→ **Extract**:
## BEGIN

Postby winston » Tue Jan 12, 2010 10:09 pm

J.P. Morgan: Australian Economy To Continue Growth In 2010
1/12/2010 6:01 AM ET

(RTTNews) - The Australian economy should continue its recovery into 2010 led by a rebound in private investment and a recovery in exports, said Stephen Walters, an economist at J.P. Morgan Bank in Sydney.

Australia was among the few nations that escaped a technical recession in 2009. Aggressive and well-timed pump priming by the government and unprecedented interest rate cuts from the central bank played key roles in Australia's resilience in face of the global downturn, the economist wrote in a recent note.

Walters expects the Australian economy to build on its fortune and improve markedly in 2010 boosted by the lingering effects of supportive policy, albeit only to a still-subtrend 3%. With the global economy expected to grow 3.4% this year, the economist noted that the Australian economy could end up underperforming other comparable economies.

## END

→ **Given problem A**:
Rewrite the Australian economy report starting at "Walters expects the" and ending at "other comparable economies.", swapping "improve markedly" for "improve noticeably".

Part of a data file

## BEGIN

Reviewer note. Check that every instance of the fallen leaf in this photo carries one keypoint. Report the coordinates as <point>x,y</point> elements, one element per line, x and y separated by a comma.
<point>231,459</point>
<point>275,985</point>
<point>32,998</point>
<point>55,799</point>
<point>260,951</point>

## END

→ **Given problem B**:
Reproduce the records above line for line, without changing anything.

→ **Written answer A**:
Walters expects the Australian economy to build on its fortune and improve noticeably in 2010 boosted by the lingering effects of supportive policy, albeit only to a still-subtrend 3%. With the global economy expected to grow 3.4% this year, the economist noted that the Australian economy could end up underperforming other comparable economies.

→ **Written answer B**:
Reviewer note. Check that every instance of the fallen leaf in this photo carries one keypoint. Report the coordinates as <point>x,y</point> elements, one element per line, x and y separated by a comma.
<point>231,459</point>
<point>275,985</point>
<point>32,998</point>
<point>55,799</point>
<point>260,951</point>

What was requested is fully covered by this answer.